▸ DIRECTIVE
Everything from the line containing "concrete bridge deck?" through the last line of the records below should be printed exactly, please, and nothing else.
<<<<
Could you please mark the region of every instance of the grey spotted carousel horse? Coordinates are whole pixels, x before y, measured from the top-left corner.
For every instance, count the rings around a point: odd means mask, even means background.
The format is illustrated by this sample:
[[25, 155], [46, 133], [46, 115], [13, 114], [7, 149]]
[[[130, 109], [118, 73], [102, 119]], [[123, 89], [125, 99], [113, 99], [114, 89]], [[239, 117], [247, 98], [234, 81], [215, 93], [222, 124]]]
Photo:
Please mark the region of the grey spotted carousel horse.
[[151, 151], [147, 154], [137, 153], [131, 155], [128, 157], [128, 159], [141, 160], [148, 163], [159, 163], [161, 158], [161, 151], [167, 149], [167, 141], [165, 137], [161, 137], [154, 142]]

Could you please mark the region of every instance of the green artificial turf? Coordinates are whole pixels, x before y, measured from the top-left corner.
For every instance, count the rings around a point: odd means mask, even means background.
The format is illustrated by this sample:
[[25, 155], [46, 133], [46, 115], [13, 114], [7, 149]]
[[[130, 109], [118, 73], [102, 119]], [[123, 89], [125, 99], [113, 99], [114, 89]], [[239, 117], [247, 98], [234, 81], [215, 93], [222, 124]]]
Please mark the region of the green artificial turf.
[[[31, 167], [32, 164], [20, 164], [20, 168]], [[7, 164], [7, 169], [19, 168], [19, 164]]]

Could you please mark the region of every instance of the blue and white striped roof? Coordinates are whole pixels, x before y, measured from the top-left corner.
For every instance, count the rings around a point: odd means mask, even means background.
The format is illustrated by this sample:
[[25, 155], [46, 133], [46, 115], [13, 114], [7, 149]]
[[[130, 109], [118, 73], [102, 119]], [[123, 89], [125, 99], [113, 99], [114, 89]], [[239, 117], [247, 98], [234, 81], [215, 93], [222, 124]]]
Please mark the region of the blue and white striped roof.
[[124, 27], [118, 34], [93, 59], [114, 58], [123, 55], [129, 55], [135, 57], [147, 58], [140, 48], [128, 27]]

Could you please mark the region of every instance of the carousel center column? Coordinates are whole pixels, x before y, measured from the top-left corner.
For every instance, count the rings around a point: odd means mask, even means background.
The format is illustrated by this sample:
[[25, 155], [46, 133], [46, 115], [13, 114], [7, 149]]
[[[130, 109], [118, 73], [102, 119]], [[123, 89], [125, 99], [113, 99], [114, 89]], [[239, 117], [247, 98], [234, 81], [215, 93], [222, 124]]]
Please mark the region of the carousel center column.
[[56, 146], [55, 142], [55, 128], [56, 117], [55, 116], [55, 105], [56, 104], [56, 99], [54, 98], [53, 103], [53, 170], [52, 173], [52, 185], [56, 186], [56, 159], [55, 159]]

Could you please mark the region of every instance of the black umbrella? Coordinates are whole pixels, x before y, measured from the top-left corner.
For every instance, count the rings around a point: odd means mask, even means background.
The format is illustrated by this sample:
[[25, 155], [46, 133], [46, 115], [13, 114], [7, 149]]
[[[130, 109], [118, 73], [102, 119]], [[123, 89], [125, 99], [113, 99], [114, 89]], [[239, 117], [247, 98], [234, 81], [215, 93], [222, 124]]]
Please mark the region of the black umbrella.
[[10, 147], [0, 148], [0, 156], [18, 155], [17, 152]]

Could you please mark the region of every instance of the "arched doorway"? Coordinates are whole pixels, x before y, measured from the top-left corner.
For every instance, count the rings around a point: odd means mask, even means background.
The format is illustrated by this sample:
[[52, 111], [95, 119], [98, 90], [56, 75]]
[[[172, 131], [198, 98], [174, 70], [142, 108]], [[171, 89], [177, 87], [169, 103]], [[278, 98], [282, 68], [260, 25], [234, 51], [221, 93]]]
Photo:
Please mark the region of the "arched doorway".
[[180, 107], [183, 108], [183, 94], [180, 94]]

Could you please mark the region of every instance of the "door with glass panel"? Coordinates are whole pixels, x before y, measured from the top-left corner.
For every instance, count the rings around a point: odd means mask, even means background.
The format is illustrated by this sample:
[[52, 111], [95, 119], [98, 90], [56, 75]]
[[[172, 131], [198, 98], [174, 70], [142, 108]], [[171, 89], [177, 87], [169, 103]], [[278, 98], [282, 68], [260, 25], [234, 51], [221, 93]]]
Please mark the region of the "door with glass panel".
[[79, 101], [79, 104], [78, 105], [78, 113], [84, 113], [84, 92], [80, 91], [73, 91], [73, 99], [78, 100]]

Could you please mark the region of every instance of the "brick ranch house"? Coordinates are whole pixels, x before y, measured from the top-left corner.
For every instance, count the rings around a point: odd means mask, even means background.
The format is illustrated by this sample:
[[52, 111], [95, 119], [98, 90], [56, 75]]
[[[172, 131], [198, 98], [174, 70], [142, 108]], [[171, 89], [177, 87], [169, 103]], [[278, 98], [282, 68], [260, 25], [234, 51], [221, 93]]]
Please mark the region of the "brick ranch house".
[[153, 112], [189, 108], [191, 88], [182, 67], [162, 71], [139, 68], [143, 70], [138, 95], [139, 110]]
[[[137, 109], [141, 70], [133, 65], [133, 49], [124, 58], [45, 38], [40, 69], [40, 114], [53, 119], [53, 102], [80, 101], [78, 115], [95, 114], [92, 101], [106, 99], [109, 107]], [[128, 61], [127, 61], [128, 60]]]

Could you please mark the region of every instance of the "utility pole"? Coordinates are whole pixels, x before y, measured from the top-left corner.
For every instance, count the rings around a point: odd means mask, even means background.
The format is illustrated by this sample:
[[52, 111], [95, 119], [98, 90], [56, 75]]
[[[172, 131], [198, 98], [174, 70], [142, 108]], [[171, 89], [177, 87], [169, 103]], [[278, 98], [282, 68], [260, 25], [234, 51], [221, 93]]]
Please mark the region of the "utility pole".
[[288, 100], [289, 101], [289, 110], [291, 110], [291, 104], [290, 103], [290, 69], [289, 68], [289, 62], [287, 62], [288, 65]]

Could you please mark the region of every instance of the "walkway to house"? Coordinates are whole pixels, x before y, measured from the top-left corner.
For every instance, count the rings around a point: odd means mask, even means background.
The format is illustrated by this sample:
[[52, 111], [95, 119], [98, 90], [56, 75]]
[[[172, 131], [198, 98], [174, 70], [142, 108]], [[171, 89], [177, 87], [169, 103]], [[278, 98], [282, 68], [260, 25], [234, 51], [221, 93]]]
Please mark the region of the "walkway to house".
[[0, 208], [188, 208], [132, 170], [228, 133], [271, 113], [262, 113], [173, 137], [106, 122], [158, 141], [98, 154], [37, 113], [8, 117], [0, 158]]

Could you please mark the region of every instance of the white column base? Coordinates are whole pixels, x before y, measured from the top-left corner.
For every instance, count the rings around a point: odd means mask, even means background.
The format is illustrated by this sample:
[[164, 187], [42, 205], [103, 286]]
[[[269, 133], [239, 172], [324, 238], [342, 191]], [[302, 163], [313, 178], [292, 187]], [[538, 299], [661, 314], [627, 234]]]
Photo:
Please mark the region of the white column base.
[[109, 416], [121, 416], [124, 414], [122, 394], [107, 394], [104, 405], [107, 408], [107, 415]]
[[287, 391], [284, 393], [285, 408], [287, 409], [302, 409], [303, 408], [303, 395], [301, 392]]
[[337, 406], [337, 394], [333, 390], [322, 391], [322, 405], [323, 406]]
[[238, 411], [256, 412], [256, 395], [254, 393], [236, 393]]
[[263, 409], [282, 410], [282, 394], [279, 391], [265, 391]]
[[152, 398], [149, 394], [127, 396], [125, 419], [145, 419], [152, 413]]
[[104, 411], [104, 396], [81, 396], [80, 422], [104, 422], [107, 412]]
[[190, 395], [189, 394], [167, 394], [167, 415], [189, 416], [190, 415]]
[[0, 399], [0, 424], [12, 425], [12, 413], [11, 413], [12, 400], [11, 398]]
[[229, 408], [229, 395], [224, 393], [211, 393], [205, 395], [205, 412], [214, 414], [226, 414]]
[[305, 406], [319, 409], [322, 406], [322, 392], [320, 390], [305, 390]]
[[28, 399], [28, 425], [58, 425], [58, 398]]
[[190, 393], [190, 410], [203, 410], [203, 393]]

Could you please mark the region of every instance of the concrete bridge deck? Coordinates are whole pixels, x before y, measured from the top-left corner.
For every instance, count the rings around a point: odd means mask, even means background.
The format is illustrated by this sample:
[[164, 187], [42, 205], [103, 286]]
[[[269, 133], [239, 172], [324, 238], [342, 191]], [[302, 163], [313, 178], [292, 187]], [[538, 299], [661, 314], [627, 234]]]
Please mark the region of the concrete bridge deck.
>>>>
▸ WRITTEN RESPONSE
Could you please mark the region of every instance of the concrete bridge deck? Coordinates are whole pixels, x before y, measured from the top-left corner.
For every instance, count the rings around a point: odd means mask, even means background.
The format is illustrated by this sample:
[[164, 187], [42, 205], [103, 286]]
[[[269, 133], [239, 172], [324, 238], [342, 191]], [[302, 163], [313, 178], [292, 187]], [[538, 299], [661, 314], [627, 234]]]
Please mark the region of the concrete bridge deck.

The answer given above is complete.